- What you should do: Rewrite the lines below with every "coordinates list" changed to "point list", keeping everything else the same. Leave the pictures out.

- Working data:
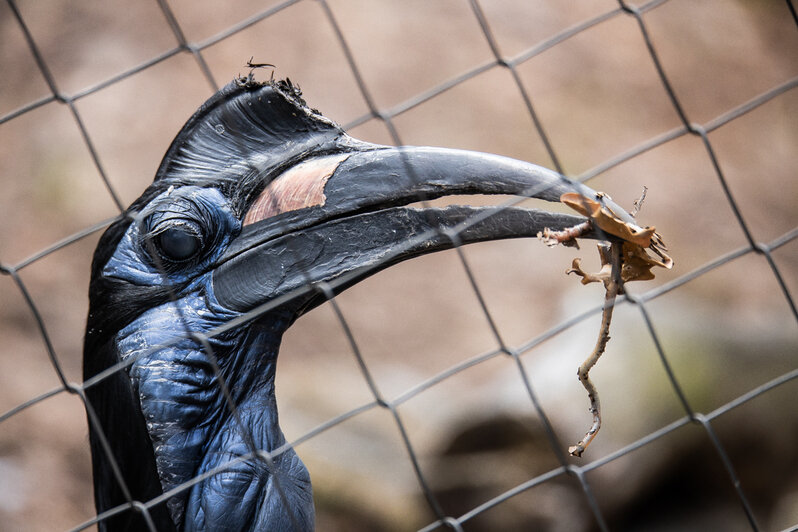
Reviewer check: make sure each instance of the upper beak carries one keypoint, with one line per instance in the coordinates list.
(340, 217)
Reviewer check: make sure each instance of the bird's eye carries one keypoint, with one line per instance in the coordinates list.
(178, 243)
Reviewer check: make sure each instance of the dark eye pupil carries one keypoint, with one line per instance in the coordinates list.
(178, 244)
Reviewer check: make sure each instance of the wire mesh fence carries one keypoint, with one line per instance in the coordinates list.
(455, 416)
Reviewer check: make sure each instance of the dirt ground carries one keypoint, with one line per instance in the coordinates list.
(723, 321)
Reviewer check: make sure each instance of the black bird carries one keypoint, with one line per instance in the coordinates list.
(259, 203)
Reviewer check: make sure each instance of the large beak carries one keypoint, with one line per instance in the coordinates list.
(340, 217)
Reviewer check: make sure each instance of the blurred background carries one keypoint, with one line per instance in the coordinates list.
(725, 329)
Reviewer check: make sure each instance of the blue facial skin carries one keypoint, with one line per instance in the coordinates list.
(192, 427)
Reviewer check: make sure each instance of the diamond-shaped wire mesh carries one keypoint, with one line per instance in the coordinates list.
(440, 393)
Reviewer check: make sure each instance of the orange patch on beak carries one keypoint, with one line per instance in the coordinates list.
(298, 187)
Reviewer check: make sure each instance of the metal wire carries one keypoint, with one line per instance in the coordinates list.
(387, 116)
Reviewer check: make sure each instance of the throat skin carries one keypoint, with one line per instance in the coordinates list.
(196, 427)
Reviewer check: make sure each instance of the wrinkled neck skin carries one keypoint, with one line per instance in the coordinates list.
(192, 428)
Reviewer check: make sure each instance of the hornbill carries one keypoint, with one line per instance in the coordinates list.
(260, 210)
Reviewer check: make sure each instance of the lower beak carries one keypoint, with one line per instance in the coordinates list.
(338, 218)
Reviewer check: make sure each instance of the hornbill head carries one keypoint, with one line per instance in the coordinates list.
(261, 209)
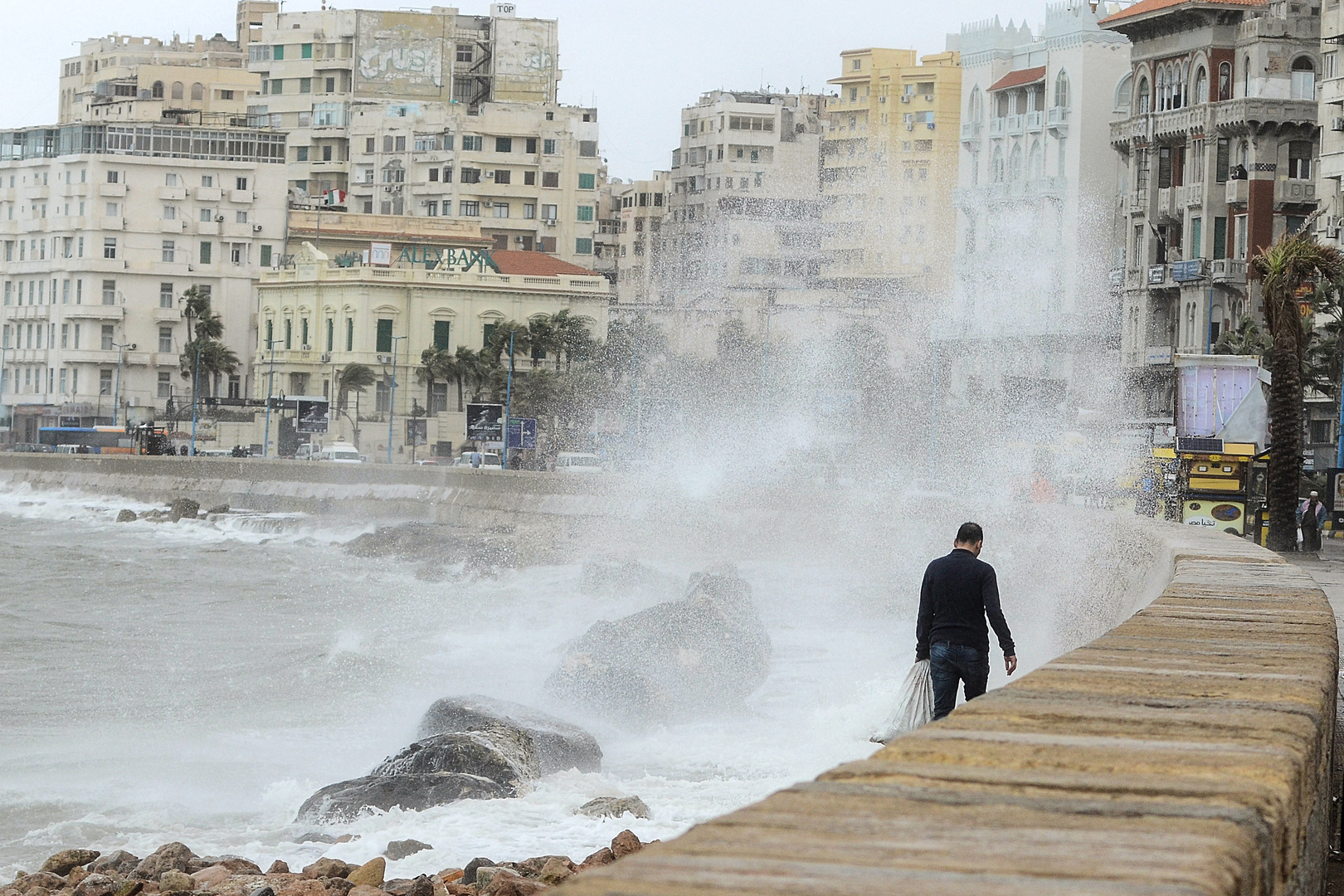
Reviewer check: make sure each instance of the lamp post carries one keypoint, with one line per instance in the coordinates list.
(116, 394)
(392, 401)
(270, 388)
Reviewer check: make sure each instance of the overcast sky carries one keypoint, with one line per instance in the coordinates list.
(637, 61)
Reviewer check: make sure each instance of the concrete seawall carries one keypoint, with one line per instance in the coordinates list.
(1187, 751)
(366, 490)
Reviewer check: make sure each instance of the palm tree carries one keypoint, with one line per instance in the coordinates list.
(1283, 269)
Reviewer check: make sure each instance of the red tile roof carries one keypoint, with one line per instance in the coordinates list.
(535, 264)
(1153, 6)
(1019, 78)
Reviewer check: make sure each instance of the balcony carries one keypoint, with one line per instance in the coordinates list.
(1227, 270)
(1293, 192)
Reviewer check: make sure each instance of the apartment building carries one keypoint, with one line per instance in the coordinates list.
(104, 227)
(318, 317)
(125, 78)
(318, 66)
(889, 169)
(640, 208)
(1034, 317)
(528, 175)
(1216, 137)
(745, 214)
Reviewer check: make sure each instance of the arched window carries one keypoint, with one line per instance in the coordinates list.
(1304, 78)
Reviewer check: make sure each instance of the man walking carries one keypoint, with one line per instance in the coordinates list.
(958, 592)
(1311, 516)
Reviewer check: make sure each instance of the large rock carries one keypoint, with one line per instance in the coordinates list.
(344, 801)
(704, 652)
(167, 857)
(557, 744)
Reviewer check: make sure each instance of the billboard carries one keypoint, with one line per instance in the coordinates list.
(485, 422)
(399, 54)
(312, 416)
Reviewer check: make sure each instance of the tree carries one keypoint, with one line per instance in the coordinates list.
(1283, 269)
(355, 377)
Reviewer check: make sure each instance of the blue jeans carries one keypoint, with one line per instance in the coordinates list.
(949, 663)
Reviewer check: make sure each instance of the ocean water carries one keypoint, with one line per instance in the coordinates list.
(197, 681)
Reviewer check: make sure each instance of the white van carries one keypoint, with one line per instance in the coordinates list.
(340, 453)
(577, 462)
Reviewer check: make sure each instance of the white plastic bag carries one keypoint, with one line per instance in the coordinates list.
(916, 705)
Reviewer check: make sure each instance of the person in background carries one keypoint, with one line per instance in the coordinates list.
(958, 592)
(1311, 516)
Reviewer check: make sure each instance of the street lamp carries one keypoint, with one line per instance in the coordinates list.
(392, 401)
(116, 395)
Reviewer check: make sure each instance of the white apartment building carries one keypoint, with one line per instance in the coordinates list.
(527, 173)
(102, 229)
(127, 78)
(745, 214)
(318, 66)
(1034, 314)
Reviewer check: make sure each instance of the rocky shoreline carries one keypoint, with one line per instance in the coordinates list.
(173, 869)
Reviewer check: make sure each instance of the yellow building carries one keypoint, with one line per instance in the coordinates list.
(889, 173)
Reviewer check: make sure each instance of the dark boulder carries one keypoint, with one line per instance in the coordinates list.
(344, 801)
(557, 744)
(704, 652)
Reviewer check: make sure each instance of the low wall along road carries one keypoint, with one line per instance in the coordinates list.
(1185, 752)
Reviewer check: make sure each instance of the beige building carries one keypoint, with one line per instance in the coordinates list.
(316, 67)
(318, 317)
(743, 215)
(104, 227)
(526, 175)
(889, 171)
(124, 78)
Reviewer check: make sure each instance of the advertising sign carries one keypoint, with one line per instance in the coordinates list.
(522, 433)
(485, 422)
(1224, 516)
(312, 416)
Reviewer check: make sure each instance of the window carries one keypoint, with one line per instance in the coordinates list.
(1304, 78)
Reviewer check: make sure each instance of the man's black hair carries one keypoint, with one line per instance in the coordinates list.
(969, 533)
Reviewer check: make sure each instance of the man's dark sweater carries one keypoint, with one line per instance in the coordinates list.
(958, 592)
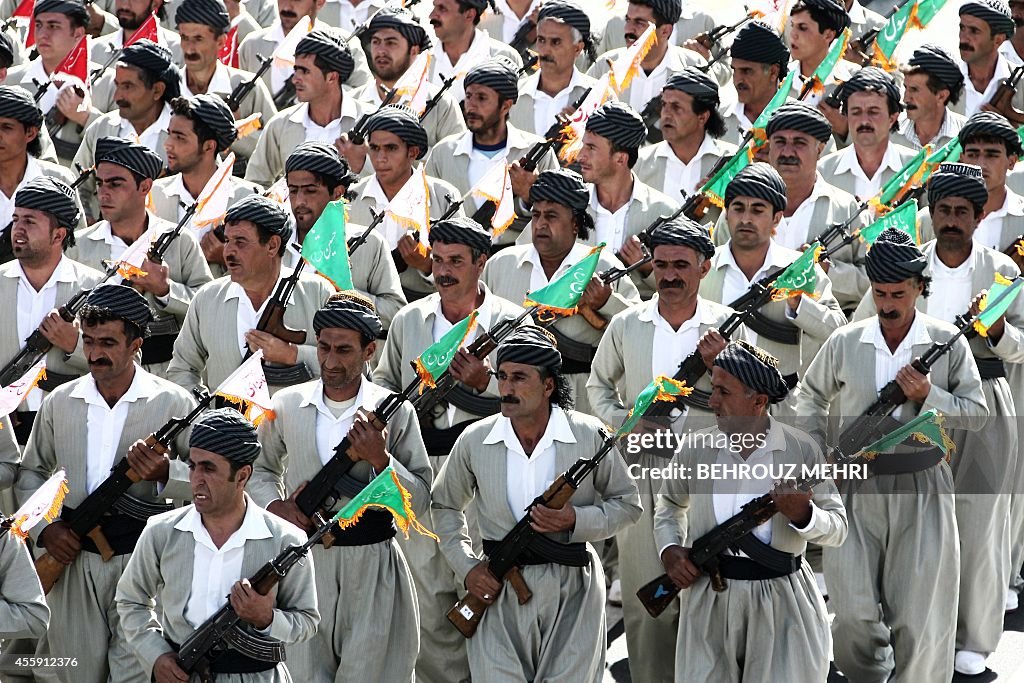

- Finished answer:
Reviewer check: make sure each instance of the upper beak carries one keypoint, with one line per instance in the point list.
(340, 217)
Reviewer check: make sure each instance of the bird's eye carries one keypoint, with one line per instance in the point list.
(178, 243)
Reviewer check: make sure each instance of the dark eye pupil carries one keypoint, with one line per instance in the point list.
(178, 244)
Reviewer check: make sure each instance of the wire mesh fence carries one keypoint, with one line per instance in the point list.
(455, 416)
Reviewer check: make sure each instance of the dirt ground carries one keypoint, with one line per instance in the point list.
(723, 321)
Reviewer check: make sure each instance of the black bird carries one keypoint, with one line per instance in the point list.
(259, 203)
Reviewer check: make sure each instance of the large beak carries one keypoint, with one line per instance in the point list.
(340, 217)
Reviewer check: make sure each instance of the blurred background carries one keypoint, with one line per instance in the point list.
(725, 329)
Reviewer check: make sure each instance of the blue facial skin carries one keypoint, with one line per instance in the point list.
(192, 427)
Reviewer check: make sure each instance of the diamond-shaped wire mesh carries one keypoint, with one line per instance in the point list.
(440, 393)
Reviewer check: make sure each instance of the orange patch on beak carries one keypoint, with one line per instance in the point list.
(298, 187)
Reviewer check: make sure each instance of the metal wire carries one keypoint, with one line per instance in the point list.
(387, 116)
Reviewer check: make sure each instance of the throat skin carries one keypoint, with one line per instance in the point list.
(196, 427)
Reviewer check: make sure each instance of the wrinkled neck skin carries one keypoint, with one line per instance in the point list.
(192, 428)
Reviewer check: make sure each instance of the hornbill carries one keypoint, with one line per instance in the point list.
(260, 210)
Reviewer check: make sure each instance of the lower beak carries one keypoint, with one line per instance in the point list.
(338, 218)
Reviewer check: make sure each instance of the hornbill head carries one keypoint, with one line per instance in the point list.
(261, 209)
Reviewer check: make sure each instance of the lamp post carries one keypoint, with one line per instance in the point list.
(116, 394)
(392, 401)
(270, 388)
Reviewer check: make sure each instance of the overcast sky carries one keypoint, with one line per instance in the point list.
(637, 61)
Reviewer check: make sure each instance of the concrete seawall carries one keypoint, with one line per instance in the point list.
(1187, 751)
(366, 490)
Reviewer check: make sure each instance of the palm tree carries one keypoint, with one line per instance in the point list.
(1283, 269)
Reviewer check: make sure each instance of the red tile roof carries one keypoint, with one line per instance in the point list.
(535, 264)
(1153, 6)
(1019, 78)
Reviewer check: make sure each instance of the balcony carries one keypoint, with one line per instance in the point list.
(1227, 270)
(1293, 192)
Reviewer check: make sure each instance of the apartment building carries one keypoint, with one line per instance in the point list.
(104, 227)
(318, 317)
(125, 78)
(318, 66)
(889, 169)
(640, 208)
(1034, 317)
(528, 175)
(1216, 137)
(745, 214)
Reviewer check: make sure each instance of the arched window carries one keypoint, with one line per instance in the point list.
(1304, 78)
Reviewer check: make sure each instance of the man walking carries one keypoint, with one line per instance in the point list.
(958, 592)
(1311, 516)
Reviewer check: make sure each instance of the large rock carries one keypoint, with one line per instance in the point list.
(344, 801)
(704, 652)
(167, 857)
(557, 744)
Reviewer check: make sure each instance of the billboard carries one keypoint, with one line per instance in the point list.
(485, 422)
(399, 54)
(312, 416)
Reviewer check: make sure each instance of the tree carries one keypoint, with one line per instance in the point list.
(1283, 269)
(355, 377)
Reviewer check: make sure each instance of the blue jeans carries one keypoint, with one line per instance in the point list.
(949, 663)
Reviewer check: make sure each instance of the ocean water carries one keypoint, with one line per instance in the point list.
(197, 681)
Reviewer check: make sure each instance of the white van carries one keypoint, with one line per instance in the point list.
(340, 453)
(577, 462)
Reviewer check: make sure each instance of the white plastic bag carries one keypoint, with one line per instance in the point list.
(916, 705)
Reviewer check: make sure each instance of the person in background carries one keypoint, with one line per instance in the point list.
(958, 592)
(1311, 516)
Reviewer check: make sure each instance of the street lamp carries one keypoint, with one line per instance in the point list.
(392, 401)
(116, 395)
Reviewer check: make sure each instance of the white apartment building carries one keypoint, with one line per instance in the point list.
(527, 173)
(102, 229)
(127, 78)
(745, 214)
(318, 66)
(1034, 314)
Reviewer check: make sure each instance of the rocky shoreline carries one keypoint, with one line per instance in the point list.
(173, 869)
Reviewer check: make sure each instance of the yellow building carries one keypoint, with one line per instance in the point list.
(889, 173)
Reviewer check: make sure each instance of the dark boulder carries one keypoint, with one line per instance in the point list.
(344, 801)
(557, 744)
(704, 652)
Reviewer check: make sure each instance of the low wall along road carries one keypoint, with one line per instance in the point list.
(1185, 752)
Reviewer check: make sure each instance of the beige building carries one keypoint, with one line per instance in the point list.
(316, 67)
(318, 317)
(743, 215)
(104, 227)
(526, 175)
(889, 171)
(124, 78)
Reviewer check: make sure each instance of the advertising sign carries one keypoint, with one line per instance in the point list.
(522, 433)
(485, 422)
(1224, 516)
(312, 416)
Reviewer check: make sure each instance of the window carries one keypoint, with one line per instance in the point list.
(1304, 78)
Reviewer check: make sure each instance of the man's black hair carries one keypoint, with one line per instance in the point list.
(969, 533)
Reviewer check: make sure each instance of the man's dark sweater carries one keypoint, with one line per instance in the point list.
(958, 592)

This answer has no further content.